-------- Extract to read --------

Katrina Lenk (born November 26, 1974) is an American actress, singer, dancer, musician, and songwriter. She is best known for originating the role of Dina in the 2017 Broadway musical The Band's Visit, which earned her the Tony Award for Best Actress in a Musical, along with the Grammy Award for Best Musical Theater Album and the Daytime Emmy Award for Outstanding Musical Performance in a Daytime Program.

Lenk also performed the lead role of Bobbie in the 2021 gender-swapped revival of Stephen Sondheim's musical Company. Lenk's additional stage credits include roles in the Broadway productions of Spider-Man: Turn Off the Dark, Once, and Indecent, as well as roles in regional theater productions.

== Early life and education ==
Lenk was born in Chicago, Illinois to a family of Eastern European descent. Though it has been claimed that she is of a Russian ethnic background, she has preferred to discuss her heritage with ambiguity. She attended Barrington High School in Barrington, Illinois. After enrolling at the School of Music at Northwestern University, she graduated in 1997 while majoring in viola performance and studying voice and musical theatre.

==Career==
Lenk appeared as Yitzak in Hedwig and the Angry Inch at the Broadway Theatre, Chicago, in May 2001. She performed as Linda Lovelace in the musical Lovelace: A Rock Musical in 2008 at the Hayworth Theatre, Los Angeles, about which the L. A. Weekly wrote: "As Linda, Katrina Lenk is sensational—she has a dozen nuanced smiles that range from innocent and shattered to grateful, in order to express whatever passes as kindness when, say, a male co-star (Josh Greene) promises to make their scene fun."

She made her Broadway debut in The Miracle Worker in March 2010 as the understudy for the roles of Annie Sullivan and Kate Keller. She joined the cast of the Broadway musical Once in May 2013, in the role of Réza, the violinist.

In 2015 she appeared in the Yale Repertory Theatre world premiere of Indecent by Paula Vogel. She then appeared in the 2016 Off-Broadway production at the Vineyard Theatre, followed by the Broadway production at the Cort Theatre in 2017. In her review for Newsday, Linda Winer noted the "...dancing, singing actors as the earthy, sensual Katrina Lenk." For her performance she received the 2017 Theatre World Award Dorothy Loudon Award for Excellence. A performance of the play was filmed for television and broadcast on PBS in November 2017.

--------

Please translate this sentence from the text about Katrina Lenk into Spanish: "She joined the cast of the Broadway musical Once in May 2013, in the role of Réza, the violinist."

-------- Provided records --------

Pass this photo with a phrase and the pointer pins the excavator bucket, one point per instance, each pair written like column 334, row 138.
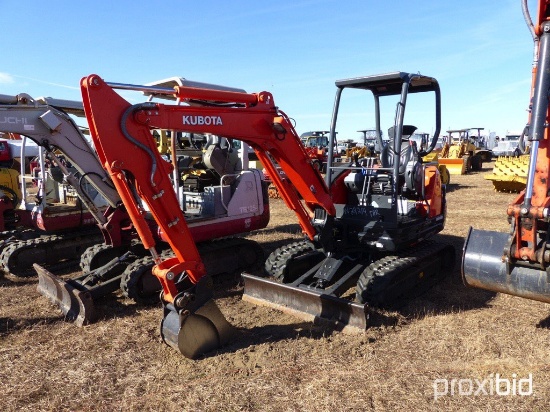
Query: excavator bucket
column 454, row 166
column 483, row 267
column 76, row 305
column 342, row 314
column 197, row 333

--------

Answer space :: Se unió al elenco del musical de Broadway Once en mayo de 2013, en el papel de Réza, la violinista.